◆ **Written request A**
Replace "provenance" with "lineage" in the passage on provenance models, starting at "As illustrated in" and ending at "model-centric provenance researches.", and give that stretch of text with the change made.

◆ **Source**
══════════════════════════════

As illustrated in various literature, the problem of systematically modeling [25], capturing [26], storing [27], and querying [28] provenance have attracted extensive attention of scientific researchers in a wide broad of applications. In this article, we emphatically concern provenance-modeling issues in multidisciplinary collaboration applications. The aim of this article is to provide users with potential principles and sound tradeoffs while designing or choosing their peculiar provenance model. The contributions of this work are threefold. One is that we identify critical components of the provenance model and compare diverse methodologies used in them. Secondly, we conceive a collaborative model for provenance practice in multidisciplinary collaboration. Finally, we conclude certain problems existed in current model-centric provenance researches.

We organize the rest of this paper as follows. An essential outline on comparison among existing provenance-inspired models is elucidated in Sect. 2. Section 3 designs a provenance model for multidisciplinary collaboration comprehensively. Several open-ended issues on provenance models, systems, and practice are illuminated in Sect. 4. Finally, we conclude this paper with a brief conclusion of main contributions and further work.

2 Core Components of Provenance Model: An Overview

2.1 Two Classical Model Specifications

In current literature, various researchers have proposed different provenance models and relevant solutions in their respective fields. However, differences between those models make it arduous to understand the expressiveness of provenance representations, access and utilize provenance unimpededly, especially exchange information between provenance-enabled systems. Against this background, the scientific community began to emerge a consensus on provenance standardization in 2007, thus releasing and revising the open provenance model (OPM) [29] to resolve provenance-related challenges and issues. Subsequently, furtherly inspired by OPM, another conceptual model named PROV-DM [30] was endorsed by the World Wide Web consortium (W3C) in 2013, which provided well-established concepts and definitions to achieve information’s interchangeable interoperability in heterogeneous contexts.

In OPM, three types and their dependencies are constituted, as shown in Fig. 1(a). Wherein, Artifact represents an immutable object during process execution, which can be expressed in physical carrier (such as device), or digital representation (such as data). Process can be considered as a range of actions to act on artifacts, and thus new artifacts may be entailed. As a contextual entity, Agent could enable, facilitate, control, and influence the execution of processes. In terms of causal relationships, one artifact, being triggered by the other, can be used or generated by a process, which may be triggered by another process, under the control of one or more agents. Similarly, PROV-DM contains core types and their relationships, forming the essence of provenance information. As depicted in Fig. 1(b), there are three element types and seven relationships. Hereinto, we consider an Entity, either real or imaginary, as something with certain fixed aspects that can be physical, digital, or conceptual. Activity performs upon or with entities during a period, and it may include generating, transforming, modifying, processing, and consuming entities. Agent is responsible for an activity’s happening, the existence of an entity, or the activities of other agents.

══════════════════════════════

[Records of labeled points]
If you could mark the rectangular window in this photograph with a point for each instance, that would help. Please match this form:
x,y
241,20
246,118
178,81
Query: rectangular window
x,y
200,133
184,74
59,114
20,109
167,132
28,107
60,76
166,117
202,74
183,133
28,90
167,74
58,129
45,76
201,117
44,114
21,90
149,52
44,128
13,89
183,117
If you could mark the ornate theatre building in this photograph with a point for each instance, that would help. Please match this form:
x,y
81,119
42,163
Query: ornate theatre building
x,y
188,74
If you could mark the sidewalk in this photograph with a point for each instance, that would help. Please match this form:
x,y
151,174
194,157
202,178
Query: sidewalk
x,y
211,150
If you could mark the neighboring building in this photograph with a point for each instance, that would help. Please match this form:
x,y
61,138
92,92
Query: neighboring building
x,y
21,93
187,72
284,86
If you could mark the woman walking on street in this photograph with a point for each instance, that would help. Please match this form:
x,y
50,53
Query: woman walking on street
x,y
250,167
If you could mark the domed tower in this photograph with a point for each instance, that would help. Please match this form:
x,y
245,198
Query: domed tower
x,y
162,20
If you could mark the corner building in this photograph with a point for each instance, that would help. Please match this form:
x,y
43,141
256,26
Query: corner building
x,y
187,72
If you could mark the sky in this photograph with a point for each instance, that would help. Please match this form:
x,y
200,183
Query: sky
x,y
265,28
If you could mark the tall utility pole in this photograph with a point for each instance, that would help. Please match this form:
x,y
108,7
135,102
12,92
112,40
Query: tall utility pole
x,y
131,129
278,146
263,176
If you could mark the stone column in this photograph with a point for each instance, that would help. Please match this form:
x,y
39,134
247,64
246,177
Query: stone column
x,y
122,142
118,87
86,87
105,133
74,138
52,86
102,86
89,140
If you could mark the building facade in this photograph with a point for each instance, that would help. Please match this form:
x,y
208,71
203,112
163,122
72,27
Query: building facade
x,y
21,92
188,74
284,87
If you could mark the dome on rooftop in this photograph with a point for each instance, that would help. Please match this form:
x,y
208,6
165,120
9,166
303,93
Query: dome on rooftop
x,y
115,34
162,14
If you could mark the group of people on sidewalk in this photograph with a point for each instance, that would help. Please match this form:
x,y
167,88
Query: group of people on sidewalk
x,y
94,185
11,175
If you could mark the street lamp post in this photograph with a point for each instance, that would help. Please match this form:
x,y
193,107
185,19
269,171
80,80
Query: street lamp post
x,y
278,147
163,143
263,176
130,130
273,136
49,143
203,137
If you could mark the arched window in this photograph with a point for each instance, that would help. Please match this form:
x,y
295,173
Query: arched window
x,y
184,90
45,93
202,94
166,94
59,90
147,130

══════════════════════════════

◆ **Written request B**
Pull out every line of the records above that contains the string "people". Case counts.

◆ **Exercise output A**
As illustrated in various literature, the problem of systematically modeling [25], capturing [26], storing [27], and querying [28] lineage have attracted extensive attention of scientific researchers in a wide broad of applications. In this article, we emphatically concern lineage-modeling issues in multidisciplinary collaboration applications. The aim of this article is to provide users with potential principles and sound tradeoffs while designing or choosing their peculiar lineage model. The contributions of this work are threefold. One is that we identify critical components of the lineage model and compare diverse methodologies used in them. Secondly, we conceive a collaborative model for lineage practice in multidisciplinary collaboration. Finally, we conclude certain problems existed in current model-centric lineage researches.

◆ **Exercise output B**
If you could mark the group of people on sidewalk in this photograph with a point for each instance, that would help. Please match this form:
Query: group of people on sidewalk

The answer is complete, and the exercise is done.